[Start of Selected extract]

[Issue]: hipModuleLoad error 303 for kernel with math functions
fwinter opened this issue · comments
Problem Description
My application uses the llvm shipped with ROCm (/opt/rocm/llvm) to build amdgpu kernels. Later calls codegen and ld.lld to create a shared object, after which HIP loads the linked module. This has worked fine prior to ROCm 5.6.0. Since that version only kernels without math functions work (kernel.ll in the reproducer). If a kernel calls a math function (mathkernel.ll) the module loader returns error 303. I have compiled a reproducer.
$ make test
/opt/rocm-5.6.0/llvm/bin/llvm-as < kernel.ll > kernel.bc
/opt/rocm-5.6.0/llvm/bin/clang -c -target amdgcn-amd-amdhsa -mcpu=gfx90a kernel.bc -o kernel.o
warning: overriding the module target triple with amdgcn-amd-amdhsa [-Woverride-module]
1 warning generated.

[End of Selected extract]
[Start of Supplied records]

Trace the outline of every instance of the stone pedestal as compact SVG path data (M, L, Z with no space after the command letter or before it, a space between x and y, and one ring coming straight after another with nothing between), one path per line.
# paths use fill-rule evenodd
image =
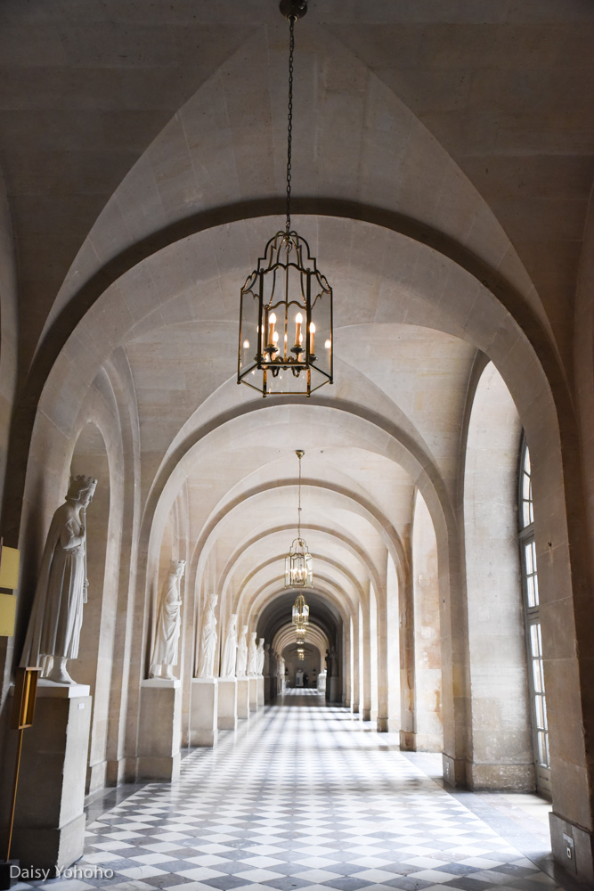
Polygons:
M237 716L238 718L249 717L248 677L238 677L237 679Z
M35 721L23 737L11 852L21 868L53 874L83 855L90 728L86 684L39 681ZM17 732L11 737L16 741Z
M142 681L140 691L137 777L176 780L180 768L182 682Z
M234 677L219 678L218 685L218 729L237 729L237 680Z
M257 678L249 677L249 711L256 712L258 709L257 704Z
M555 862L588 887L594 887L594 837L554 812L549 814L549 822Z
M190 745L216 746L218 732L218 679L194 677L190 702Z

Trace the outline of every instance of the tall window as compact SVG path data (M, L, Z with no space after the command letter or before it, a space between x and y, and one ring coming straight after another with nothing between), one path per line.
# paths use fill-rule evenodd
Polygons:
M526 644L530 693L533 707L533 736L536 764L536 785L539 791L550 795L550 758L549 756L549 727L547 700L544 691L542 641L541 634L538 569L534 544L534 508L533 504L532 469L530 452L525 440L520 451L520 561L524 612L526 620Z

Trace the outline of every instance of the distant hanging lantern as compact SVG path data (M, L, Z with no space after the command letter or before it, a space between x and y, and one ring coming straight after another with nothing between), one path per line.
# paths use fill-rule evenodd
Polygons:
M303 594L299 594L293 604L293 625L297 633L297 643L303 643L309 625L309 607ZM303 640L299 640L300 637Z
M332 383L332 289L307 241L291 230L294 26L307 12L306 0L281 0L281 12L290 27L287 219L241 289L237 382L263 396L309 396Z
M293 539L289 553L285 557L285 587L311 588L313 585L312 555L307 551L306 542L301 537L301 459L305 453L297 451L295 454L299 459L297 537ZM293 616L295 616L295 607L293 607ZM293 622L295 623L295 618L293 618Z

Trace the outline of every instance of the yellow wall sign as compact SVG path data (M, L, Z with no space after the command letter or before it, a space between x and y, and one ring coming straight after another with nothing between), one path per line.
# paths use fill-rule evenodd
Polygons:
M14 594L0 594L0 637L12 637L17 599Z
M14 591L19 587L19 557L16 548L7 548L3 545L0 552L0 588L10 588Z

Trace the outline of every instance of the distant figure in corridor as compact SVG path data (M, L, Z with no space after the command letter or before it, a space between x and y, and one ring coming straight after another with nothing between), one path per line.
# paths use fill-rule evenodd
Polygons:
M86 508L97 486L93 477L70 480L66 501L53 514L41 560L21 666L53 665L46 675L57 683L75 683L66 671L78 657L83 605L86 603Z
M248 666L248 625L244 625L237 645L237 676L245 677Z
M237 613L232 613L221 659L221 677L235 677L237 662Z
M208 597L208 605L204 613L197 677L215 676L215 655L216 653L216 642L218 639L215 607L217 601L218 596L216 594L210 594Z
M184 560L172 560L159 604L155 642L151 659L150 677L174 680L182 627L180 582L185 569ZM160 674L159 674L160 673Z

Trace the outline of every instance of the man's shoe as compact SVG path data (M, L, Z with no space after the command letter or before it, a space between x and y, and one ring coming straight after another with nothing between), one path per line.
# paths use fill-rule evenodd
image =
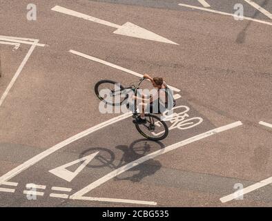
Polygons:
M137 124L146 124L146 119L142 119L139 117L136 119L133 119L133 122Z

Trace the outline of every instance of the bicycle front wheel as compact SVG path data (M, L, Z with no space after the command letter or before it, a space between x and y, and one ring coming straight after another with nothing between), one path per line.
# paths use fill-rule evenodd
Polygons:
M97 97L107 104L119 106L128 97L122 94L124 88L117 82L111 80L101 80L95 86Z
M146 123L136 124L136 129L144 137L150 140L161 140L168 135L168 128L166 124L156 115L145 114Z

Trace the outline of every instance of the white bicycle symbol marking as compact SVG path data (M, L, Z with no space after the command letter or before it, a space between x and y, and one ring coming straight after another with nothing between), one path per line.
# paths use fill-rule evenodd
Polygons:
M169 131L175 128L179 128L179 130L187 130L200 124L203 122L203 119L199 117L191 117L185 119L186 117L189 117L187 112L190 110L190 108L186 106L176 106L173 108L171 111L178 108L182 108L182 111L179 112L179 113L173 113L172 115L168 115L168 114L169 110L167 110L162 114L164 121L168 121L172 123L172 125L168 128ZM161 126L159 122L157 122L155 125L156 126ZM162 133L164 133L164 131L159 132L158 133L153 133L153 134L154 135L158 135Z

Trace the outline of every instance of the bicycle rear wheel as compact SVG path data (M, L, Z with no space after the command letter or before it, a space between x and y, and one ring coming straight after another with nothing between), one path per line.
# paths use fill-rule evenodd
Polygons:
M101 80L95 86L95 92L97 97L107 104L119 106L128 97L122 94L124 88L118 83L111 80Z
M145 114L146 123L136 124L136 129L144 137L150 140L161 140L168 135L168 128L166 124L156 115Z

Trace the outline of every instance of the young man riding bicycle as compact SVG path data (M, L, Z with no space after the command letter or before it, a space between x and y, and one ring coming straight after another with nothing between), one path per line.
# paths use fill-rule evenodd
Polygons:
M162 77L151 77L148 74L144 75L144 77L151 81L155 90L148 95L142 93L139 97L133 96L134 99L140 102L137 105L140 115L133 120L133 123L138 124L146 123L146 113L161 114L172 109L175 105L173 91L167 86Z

[End of Supplied records]

#### Given instruction:
Summarize the hipModuleLoad issue above in two sentences.

#### Correct answer:
An application builds amdgpu kernels with the LLVM shipped with ROCm, links them into a shared object with codegen and ld.lld, and loads the module with HIP, which worked fine before ROCm 5.6.0. Since that version, only kernels without math functions work, and if a kernel calls a math function, the module loader returns error 303.